Short task
Which lines in the rows below contain the string "mountain"? Show each of them in full.

Stored items
━━━━━━━━━━━━━━━━
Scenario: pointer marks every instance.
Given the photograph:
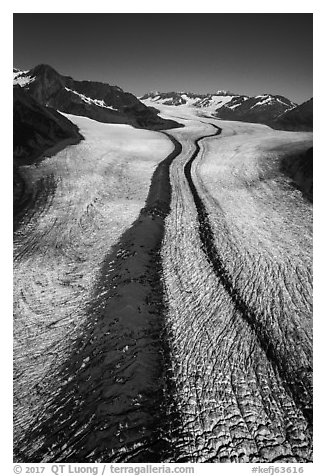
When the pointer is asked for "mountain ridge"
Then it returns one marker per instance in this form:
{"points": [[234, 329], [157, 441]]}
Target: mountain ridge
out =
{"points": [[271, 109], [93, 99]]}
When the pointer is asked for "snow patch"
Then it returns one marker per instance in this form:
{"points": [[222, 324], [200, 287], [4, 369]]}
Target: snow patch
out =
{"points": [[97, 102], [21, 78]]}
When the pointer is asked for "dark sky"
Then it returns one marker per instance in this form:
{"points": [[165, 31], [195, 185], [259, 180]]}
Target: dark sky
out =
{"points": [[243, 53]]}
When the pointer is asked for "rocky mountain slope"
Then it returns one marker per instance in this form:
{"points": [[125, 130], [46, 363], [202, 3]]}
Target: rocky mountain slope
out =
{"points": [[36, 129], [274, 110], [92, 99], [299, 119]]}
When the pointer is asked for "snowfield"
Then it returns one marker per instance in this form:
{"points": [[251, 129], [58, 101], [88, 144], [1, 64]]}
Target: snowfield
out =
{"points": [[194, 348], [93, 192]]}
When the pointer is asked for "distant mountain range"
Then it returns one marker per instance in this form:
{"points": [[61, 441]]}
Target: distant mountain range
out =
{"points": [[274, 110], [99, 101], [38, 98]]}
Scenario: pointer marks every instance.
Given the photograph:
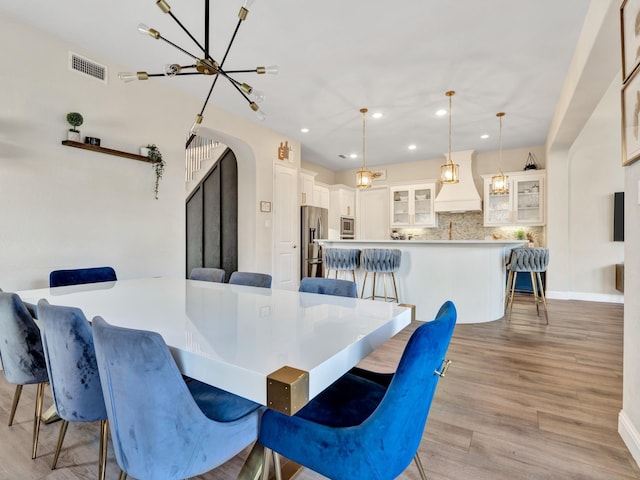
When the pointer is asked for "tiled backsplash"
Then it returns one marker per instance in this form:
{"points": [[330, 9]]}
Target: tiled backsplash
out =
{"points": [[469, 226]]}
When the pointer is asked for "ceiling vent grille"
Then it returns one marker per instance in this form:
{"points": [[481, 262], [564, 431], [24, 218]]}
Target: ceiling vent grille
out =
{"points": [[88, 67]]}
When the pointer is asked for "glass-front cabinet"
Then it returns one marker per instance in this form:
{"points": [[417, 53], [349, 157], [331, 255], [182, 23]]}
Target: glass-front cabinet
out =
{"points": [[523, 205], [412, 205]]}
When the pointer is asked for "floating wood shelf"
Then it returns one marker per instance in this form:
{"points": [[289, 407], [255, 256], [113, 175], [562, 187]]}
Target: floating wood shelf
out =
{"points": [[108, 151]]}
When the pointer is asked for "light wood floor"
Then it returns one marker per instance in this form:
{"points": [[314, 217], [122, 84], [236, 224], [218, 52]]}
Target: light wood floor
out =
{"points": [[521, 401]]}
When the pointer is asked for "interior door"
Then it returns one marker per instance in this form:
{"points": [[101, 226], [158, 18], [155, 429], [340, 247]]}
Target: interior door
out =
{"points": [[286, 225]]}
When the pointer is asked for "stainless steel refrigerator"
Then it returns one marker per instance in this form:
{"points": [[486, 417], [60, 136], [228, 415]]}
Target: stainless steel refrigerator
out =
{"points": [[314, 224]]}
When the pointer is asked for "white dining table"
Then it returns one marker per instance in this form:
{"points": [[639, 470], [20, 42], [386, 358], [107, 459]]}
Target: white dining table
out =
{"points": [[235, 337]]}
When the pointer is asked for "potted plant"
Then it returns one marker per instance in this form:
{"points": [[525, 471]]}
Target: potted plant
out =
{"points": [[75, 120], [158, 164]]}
━━━━━━━━━━━━━━━━
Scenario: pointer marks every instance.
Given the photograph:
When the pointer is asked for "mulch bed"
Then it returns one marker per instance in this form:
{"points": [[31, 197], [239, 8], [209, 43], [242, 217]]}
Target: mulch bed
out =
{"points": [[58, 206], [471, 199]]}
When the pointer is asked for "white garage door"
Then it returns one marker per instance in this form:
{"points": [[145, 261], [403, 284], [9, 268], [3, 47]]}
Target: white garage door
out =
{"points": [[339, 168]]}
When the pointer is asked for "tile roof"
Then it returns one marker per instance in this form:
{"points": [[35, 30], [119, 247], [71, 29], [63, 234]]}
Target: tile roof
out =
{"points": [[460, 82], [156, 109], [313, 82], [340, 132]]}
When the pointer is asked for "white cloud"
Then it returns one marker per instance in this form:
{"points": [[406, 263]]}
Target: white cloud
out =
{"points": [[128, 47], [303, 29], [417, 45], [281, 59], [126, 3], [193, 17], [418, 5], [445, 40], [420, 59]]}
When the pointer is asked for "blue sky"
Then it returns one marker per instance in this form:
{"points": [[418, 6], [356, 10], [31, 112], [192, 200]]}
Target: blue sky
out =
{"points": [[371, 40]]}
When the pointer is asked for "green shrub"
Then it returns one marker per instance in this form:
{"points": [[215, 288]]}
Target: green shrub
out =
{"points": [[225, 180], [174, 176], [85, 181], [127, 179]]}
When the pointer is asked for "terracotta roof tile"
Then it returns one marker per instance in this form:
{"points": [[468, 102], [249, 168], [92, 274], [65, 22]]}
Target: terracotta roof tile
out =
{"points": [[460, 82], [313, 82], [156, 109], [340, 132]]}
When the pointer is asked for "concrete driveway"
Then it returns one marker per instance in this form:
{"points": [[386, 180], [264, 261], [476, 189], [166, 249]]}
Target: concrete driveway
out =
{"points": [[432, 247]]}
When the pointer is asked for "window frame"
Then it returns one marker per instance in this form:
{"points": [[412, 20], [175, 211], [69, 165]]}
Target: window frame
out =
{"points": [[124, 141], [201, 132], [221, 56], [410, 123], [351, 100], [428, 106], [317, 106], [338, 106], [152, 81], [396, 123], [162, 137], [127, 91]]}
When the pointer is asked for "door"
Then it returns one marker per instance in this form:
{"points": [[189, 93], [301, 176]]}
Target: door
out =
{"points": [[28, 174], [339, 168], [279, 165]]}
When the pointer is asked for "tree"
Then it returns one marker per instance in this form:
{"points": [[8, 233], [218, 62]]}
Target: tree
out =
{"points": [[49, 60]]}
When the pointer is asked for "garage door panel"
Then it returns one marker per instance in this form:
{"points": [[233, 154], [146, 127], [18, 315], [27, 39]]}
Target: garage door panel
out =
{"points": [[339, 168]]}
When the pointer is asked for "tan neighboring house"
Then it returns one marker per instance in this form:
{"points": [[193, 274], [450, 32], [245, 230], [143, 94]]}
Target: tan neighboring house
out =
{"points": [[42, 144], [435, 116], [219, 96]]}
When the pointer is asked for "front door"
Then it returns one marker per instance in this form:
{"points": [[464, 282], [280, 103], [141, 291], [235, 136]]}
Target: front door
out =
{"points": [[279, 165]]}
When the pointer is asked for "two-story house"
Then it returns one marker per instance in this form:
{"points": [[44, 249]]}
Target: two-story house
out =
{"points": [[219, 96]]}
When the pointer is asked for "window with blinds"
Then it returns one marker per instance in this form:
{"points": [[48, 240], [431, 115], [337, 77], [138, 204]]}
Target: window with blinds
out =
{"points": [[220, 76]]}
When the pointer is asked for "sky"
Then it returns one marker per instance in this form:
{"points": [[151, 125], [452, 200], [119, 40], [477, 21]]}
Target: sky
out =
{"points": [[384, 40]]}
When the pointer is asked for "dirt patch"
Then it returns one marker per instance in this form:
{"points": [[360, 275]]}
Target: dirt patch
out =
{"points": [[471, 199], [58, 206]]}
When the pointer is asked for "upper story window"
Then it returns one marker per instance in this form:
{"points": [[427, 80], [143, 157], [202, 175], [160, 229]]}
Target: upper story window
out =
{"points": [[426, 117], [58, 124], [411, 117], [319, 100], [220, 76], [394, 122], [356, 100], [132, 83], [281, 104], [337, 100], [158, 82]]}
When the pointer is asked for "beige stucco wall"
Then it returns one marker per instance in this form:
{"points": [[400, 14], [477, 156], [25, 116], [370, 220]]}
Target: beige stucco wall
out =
━━━━━━━━━━━━━━━━
Task output
When the pointer is asked for "mountain ridge"
Target: mountain ridge
When the pointer is asked for "rocky mountain slope"
Target: rocky mountain slope
When the pointer is asked for "distant mountain range"
Target: distant mountain range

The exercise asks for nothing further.